--- START Page ---

TITLE Return

...cabinets epitomise elegance, proportion and restraint...

The evolution from floor level living to seated living has been described in some detail in the About Chairs and About Tables sections. This evolution also led directly to one of the most graceful, classical and powerful expressions of Chinese culture as expressed in furniture, the Cabinet.

Domestic Cabinets became popular shortly after the advent of chair level living, and their design and that of bookshelves reached its apogee in the Ming period (1368-1644).

Cabinets vary in size from the small used on the K’ang, to monumental pieces, often placed side by side, to create a sense of massiveness and power in an important family courtyard home.

Given that there is little or no provision of inbuilt storage in the Chinese Hutong courtyard house, possessions, however grand or however humble, had to be stored in cabinets, thus the choice and status of the cabinets themselves became a reflection of the status of the household.

Once again, therefore, form and function combine to create that unique aesthetic so characteristic of Chinese antique furniture.

--- END Page ---
--- START Collected material ---

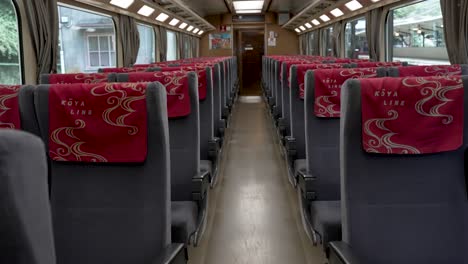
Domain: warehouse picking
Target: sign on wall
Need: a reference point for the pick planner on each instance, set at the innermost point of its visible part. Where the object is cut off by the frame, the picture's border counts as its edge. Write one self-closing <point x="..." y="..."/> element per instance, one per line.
<point x="220" y="41"/>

--- END Collected material ---

**Work to complete:** Carry on the passage about Chinese cabinets, picking up right after its last sentence.

**Output below:**
Prior to the seismic shift to raised level living, storage was in boxes.  Some were very elaborate, some very large,  they were widely used before the advent of stools and chairs. Some of these boxes resembled low cabinets and trunks on the floor.

The earliest existing representations of cabinets in drawings show small pieces, which are essentially boxes with legs, and a side opening door rather than an opening top. There is an excellent example in the Heilongjiang Museum, dated to the Southern Song dynasty (1127 -1279).

Similarly depictions of the early Ming period show scholars using boxes placed on tables to provide the functionality of cabinets.These then appear somewhat later represented as coffers with legs, being the amalgamation of both table and box.

After this the true cabinet evolved, and it is regarded as one of China's most refined and aesthetically pleasing pieces of design. 

The box itself subsequently evolved to fulfill other functions, more specifically the storage of small items like jewellery, or herbal remedies.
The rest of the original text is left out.